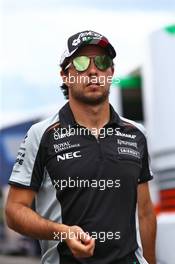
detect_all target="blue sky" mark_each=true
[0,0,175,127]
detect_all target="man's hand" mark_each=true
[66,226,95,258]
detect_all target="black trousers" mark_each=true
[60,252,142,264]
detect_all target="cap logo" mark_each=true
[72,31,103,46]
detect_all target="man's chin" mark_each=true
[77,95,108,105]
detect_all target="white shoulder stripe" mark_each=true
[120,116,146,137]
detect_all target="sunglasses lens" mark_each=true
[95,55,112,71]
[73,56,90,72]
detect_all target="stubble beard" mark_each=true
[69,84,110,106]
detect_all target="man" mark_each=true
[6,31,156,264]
• • • • • • •
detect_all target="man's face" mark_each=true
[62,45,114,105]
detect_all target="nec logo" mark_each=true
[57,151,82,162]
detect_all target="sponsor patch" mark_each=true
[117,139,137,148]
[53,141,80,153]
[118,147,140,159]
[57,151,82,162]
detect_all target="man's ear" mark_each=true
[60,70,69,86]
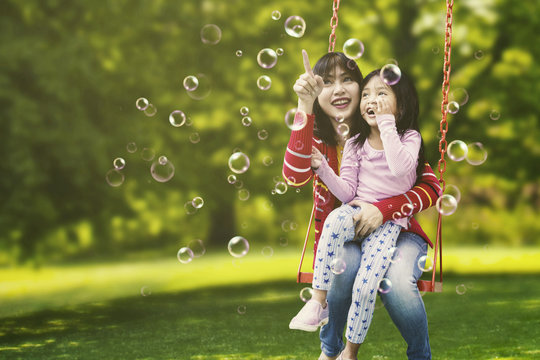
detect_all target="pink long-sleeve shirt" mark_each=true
• • • • • • •
*Detalhes do exercício*.
Informe, copiando-as por inteiro, todas as linhas do material que contêm a palavra "logo". Maiúsculas e minúsculas fazem diferença.

*Resposta do exercício*.
detect_all target="cap logo" mark_each=true
detect_all target="nec logo" mark_each=true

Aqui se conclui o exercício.